(Position identification records)
_ _ _

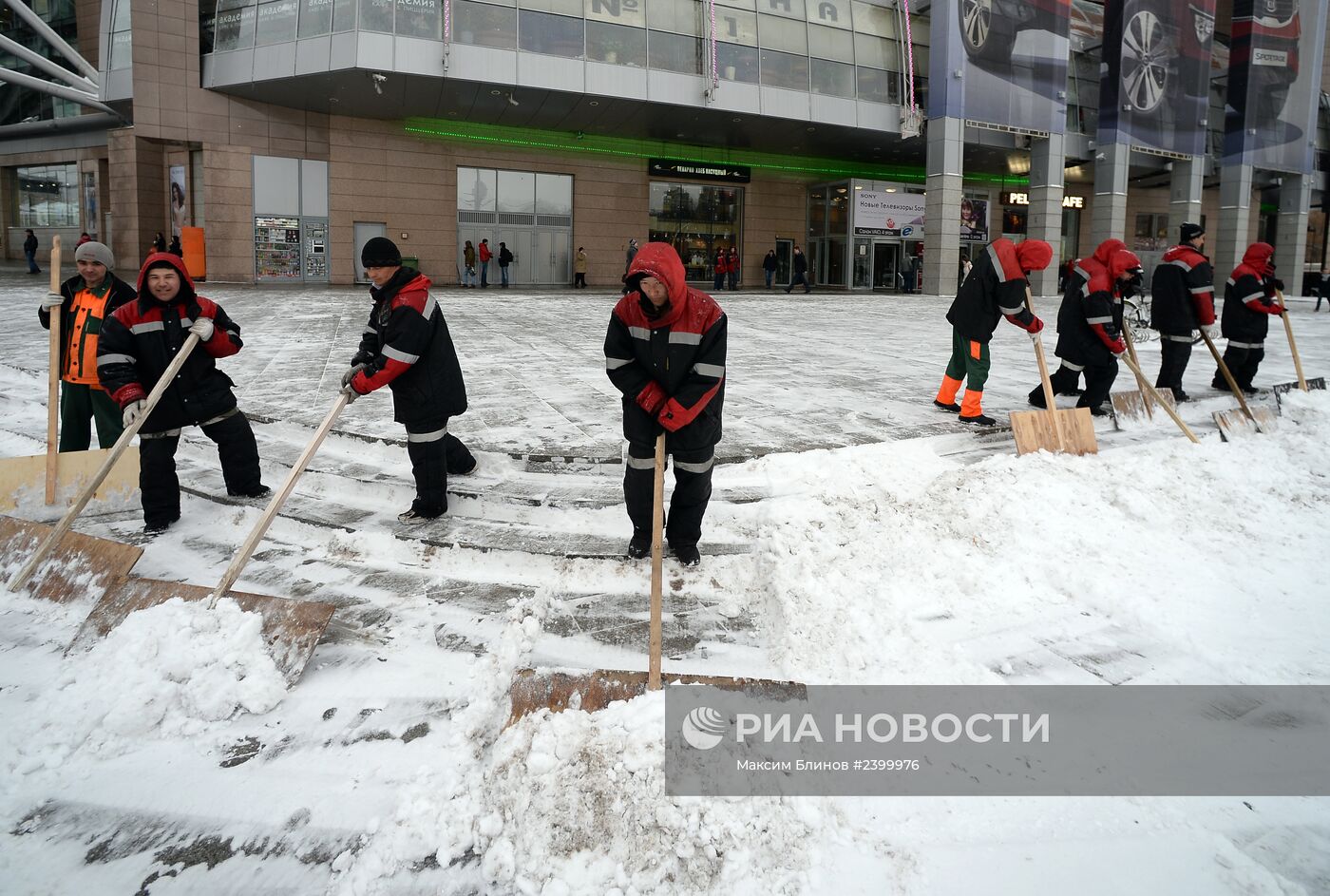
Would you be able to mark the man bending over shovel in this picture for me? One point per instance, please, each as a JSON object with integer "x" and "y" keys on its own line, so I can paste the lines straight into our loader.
{"x": 995, "y": 289}
{"x": 137, "y": 343}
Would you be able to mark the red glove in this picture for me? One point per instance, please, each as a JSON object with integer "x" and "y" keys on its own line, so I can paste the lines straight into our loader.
{"x": 652, "y": 398}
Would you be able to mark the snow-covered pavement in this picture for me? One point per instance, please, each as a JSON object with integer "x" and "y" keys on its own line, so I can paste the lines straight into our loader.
{"x": 857, "y": 536}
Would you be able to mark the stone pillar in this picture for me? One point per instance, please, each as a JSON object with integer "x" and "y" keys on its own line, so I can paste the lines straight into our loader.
{"x": 941, "y": 205}
{"x": 1186, "y": 193}
{"x": 1108, "y": 219}
{"x": 1047, "y": 163}
{"x": 1292, "y": 232}
{"x": 1233, "y": 232}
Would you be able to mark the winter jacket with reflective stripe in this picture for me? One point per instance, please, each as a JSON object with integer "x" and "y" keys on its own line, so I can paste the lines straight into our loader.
{"x": 139, "y": 342}
{"x": 671, "y": 370}
{"x": 1183, "y": 293}
{"x": 408, "y": 349}
{"x": 82, "y": 334}
{"x": 995, "y": 289}
{"x": 1247, "y": 305}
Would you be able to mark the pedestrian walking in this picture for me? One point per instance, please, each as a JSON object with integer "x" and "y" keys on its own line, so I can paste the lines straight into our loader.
{"x": 408, "y": 347}
{"x": 86, "y": 300}
{"x": 136, "y": 346}
{"x": 665, "y": 353}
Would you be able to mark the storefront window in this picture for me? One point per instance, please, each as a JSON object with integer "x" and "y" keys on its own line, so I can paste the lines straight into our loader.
{"x": 541, "y": 32}
{"x": 697, "y": 220}
{"x": 616, "y": 44}
{"x": 484, "y": 26}
{"x": 48, "y": 196}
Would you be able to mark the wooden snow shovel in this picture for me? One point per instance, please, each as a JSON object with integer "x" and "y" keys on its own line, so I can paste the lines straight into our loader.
{"x": 536, "y": 690}
{"x": 1303, "y": 383}
{"x": 292, "y": 629}
{"x": 1070, "y": 431}
{"x": 105, "y": 555}
{"x": 1132, "y": 406}
{"x": 72, "y": 467}
{"x": 1233, "y": 425}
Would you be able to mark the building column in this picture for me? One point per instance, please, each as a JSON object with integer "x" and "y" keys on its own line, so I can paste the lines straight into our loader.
{"x": 1234, "y": 230}
{"x": 1186, "y": 192}
{"x": 1044, "y": 220}
{"x": 1108, "y": 219}
{"x": 941, "y": 203}
{"x": 1292, "y": 232}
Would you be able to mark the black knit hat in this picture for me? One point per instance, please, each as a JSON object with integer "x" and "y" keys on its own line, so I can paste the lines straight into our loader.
{"x": 381, "y": 252}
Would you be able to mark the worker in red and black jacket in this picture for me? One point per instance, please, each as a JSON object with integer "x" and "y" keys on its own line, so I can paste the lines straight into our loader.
{"x": 136, "y": 346}
{"x": 1249, "y": 302}
{"x": 1183, "y": 300}
{"x": 665, "y": 353}
{"x": 408, "y": 347}
{"x": 1090, "y": 329}
{"x": 994, "y": 290}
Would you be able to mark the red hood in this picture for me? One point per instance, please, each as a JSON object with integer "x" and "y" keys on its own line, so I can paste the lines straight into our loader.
{"x": 661, "y": 262}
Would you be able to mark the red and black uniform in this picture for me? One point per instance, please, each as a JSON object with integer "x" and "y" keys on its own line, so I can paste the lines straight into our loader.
{"x": 1183, "y": 300}
{"x": 408, "y": 347}
{"x": 995, "y": 289}
{"x": 82, "y": 396}
{"x": 1249, "y": 302}
{"x": 669, "y": 363}
{"x": 137, "y": 343}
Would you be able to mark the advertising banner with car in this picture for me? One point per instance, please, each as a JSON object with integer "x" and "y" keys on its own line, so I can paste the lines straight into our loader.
{"x": 1011, "y": 56}
{"x": 1274, "y": 66}
{"x": 1154, "y": 86}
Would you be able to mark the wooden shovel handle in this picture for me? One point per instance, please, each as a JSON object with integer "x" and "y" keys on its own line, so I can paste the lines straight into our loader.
{"x": 256, "y": 536}
{"x": 116, "y": 450}
{"x": 53, "y": 380}
{"x": 1293, "y": 345}
{"x": 654, "y": 669}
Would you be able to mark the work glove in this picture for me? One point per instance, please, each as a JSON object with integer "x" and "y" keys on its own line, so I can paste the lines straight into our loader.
{"x": 132, "y": 412}
{"x": 202, "y": 329}
{"x": 352, "y": 372}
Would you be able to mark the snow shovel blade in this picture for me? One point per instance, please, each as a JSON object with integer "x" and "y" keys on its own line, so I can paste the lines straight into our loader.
{"x": 292, "y": 629}
{"x": 79, "y": 565}
{"x": 1035, "y": 431}
{"x": 534, "y": 690}
{"x": 1236, "y": 426}
{"x": 73, "y": 469}
{"x": 1130, "y": 407}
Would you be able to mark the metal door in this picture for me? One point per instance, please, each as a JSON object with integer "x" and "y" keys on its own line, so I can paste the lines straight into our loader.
{"x": 363, "y": 233}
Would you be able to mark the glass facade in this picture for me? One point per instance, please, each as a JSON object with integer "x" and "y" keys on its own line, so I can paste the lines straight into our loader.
{"x": 47, "y": 196}
{"x": 697, "y": 219}
{"x": 841, "y": 48}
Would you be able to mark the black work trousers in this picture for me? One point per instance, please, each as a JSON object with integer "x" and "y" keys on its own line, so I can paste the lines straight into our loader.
{"x": 1174, "y": 355}
{"x": 434, "y": 453}
{"x": 159, "y": 484}
{"x": 688, "y": 503}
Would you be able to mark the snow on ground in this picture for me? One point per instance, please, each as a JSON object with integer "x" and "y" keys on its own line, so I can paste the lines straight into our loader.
{"x": 855, "y": 536}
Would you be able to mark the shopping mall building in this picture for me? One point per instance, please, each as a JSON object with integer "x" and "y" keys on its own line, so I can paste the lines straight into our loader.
{"x": 887, "y": 139}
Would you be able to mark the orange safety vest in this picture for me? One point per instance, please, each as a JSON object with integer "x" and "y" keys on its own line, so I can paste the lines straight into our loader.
{"x": 86, "y": 315}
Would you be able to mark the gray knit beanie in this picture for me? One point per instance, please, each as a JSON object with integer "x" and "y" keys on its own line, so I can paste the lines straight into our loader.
{"x": 96, "y": 253}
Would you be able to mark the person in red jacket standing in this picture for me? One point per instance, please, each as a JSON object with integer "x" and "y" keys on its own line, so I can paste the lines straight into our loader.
{"x": 665, "y": 353}
{"x": 136, "y": 346}
{"x": 1249, "y": 302}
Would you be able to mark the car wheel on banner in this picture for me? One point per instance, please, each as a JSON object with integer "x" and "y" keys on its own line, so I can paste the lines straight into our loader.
{"x": 984, "y": 30}
{"x": 1150, "y": 49}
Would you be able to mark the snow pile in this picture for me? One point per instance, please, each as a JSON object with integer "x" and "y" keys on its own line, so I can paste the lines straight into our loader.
{"x": 1210, "y": 546}
{"x": 169, "y": 670}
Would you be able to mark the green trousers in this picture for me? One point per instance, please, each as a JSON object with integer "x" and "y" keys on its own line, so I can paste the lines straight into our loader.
{"x": 79, "y": 407}
{"x": 968, "y": 359}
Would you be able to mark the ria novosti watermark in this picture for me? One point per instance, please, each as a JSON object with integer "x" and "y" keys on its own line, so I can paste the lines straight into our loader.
{"x": 1000, "y": 741}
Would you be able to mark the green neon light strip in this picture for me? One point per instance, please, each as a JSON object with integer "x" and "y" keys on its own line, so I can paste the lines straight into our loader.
{"x": 628, "y": 148}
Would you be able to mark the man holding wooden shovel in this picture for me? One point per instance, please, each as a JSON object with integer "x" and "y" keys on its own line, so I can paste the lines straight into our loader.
{"x": 86, "y": 300}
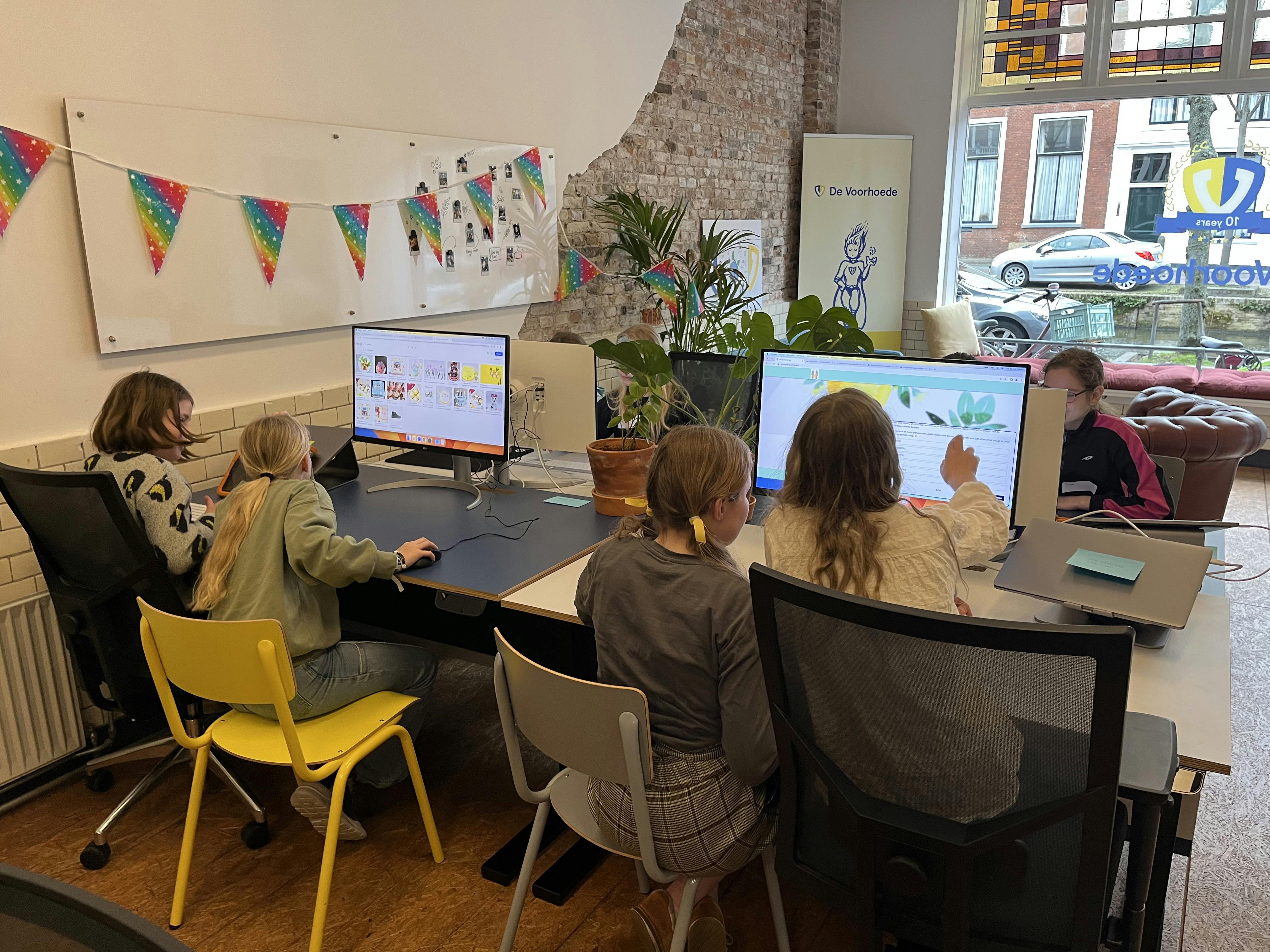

_ _ _

OBJECTIVE: Please find every line in the material above that contains the word "covered" and copy each of those lines.

FULL SOLUTION:
Would you be able to mark the snow-covered pavement in this picture for me? One point per instance, please, each as a JSON object with integer "x" and "y" keys on its own line, so I can paste the lines straight into our loader.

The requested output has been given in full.